Prompt:
Reproduce the material below word for word, omitting the pictures.
** START **
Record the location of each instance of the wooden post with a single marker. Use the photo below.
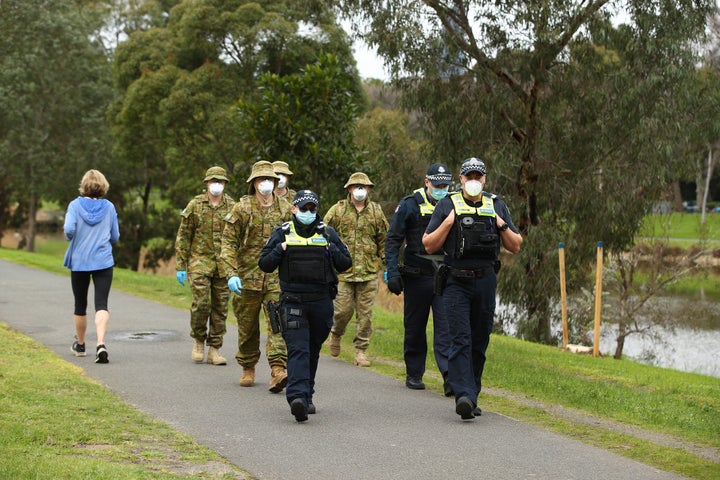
(598, 302)
(563, 294)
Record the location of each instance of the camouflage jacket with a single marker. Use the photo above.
(364, 234)
(247, 228)
(199, 237)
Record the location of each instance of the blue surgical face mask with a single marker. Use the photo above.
(439, 193)
(306, 218)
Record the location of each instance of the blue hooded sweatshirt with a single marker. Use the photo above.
(91, 225)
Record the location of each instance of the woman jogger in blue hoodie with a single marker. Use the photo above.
(91, 226)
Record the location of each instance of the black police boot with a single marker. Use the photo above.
(299, 409)
(447, 389)
(414, 383)
(464, 408)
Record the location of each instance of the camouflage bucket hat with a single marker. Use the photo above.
(281, 167)
(262, 169)
(216, 173)
(359, 178)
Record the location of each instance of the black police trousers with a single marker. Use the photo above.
(304, 344)
(470, 308)
(418, 299)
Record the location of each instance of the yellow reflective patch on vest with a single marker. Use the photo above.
(487, 209)
(295, 240)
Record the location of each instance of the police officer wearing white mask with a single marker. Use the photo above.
(415, 276)
(469, 227)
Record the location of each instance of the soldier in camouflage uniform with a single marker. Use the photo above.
(197, 250)
(362, 225)
(282, 170)
(247, 228)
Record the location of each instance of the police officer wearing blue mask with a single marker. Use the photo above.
(469, 226)
(415, 276)
(308, 255)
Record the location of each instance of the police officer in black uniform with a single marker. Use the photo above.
(469, 227)
(308, 254)
(416, 277)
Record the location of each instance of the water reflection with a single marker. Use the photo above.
(686, 349)
(692, 347)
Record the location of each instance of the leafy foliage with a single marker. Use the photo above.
(191, 88)
(575, 115)
(54, 88)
** END **
Response to this task:
Record the location of each instance of the wooden post with a single marker. Use the photo below.
(598, 302)
(563, 294)
Record the location of each instance of the camouflage jacket with a single marker. Use the photo above.
(364, 234)
(247, 228)
(199, 237)
Record the location of each instance of the blue surgical face mask with a single marker. Use the photo above.
(439, 193)
(306, 218)
Record the location of each instance of the blue hooded sweatshirt with a single marker. Use the photo above.
(91, 225)
Record the location of each instance of the woman jogger in blue hoodie with a single marker. Use the photo above.
(91, 226)
Record the location of each instance of the black police boot with a single marker. Use the photo above.
(299, 409)
(447, 389)
(414, 383)
(464, 408)
Record the location of each instance of the camouflage bucket hat with a single marker. Use the photo above.
(281, 167)
(262, 169)
(216, 173)
(359, 178)
Record the location of each instance of the black police trousers with a single marker. Use the photo above.
(304, 344)
(470, 308)
(418, 299)
Record the location of each instance of the yellow reflective patch on vest with a single marker. Use the photo above.
(487, 209)
(295, 240)
Record the location of each instance of the police officer wearing white mask with a single marker. Use the photo above.
(415, 276)
(469, 227)
Record the location of each instance of the soldier in camouflage uniform with a single marker. Use the photo above.
(197, 250)
(362, 225)
(282, 170)
(247, 228)
Record the location of each instance of the police officer wearing blue mask with a single marker. Use the photo above.
(469, 226)
(415, 276)
(308, 255)
Record the location of each instance of the police officer in black uniform with a single marker. Use the photo above.
(469, 227)
(308, 254)
(416, 277)
Record the location of each instance of the water reflection with a single marker. Use the photo above.
(686, 349)
(692, 347)
Record the location of each instance of the leafy foliage with a single marker. Use the photo above.
(191, 88)
(575, 115)
(54, 88)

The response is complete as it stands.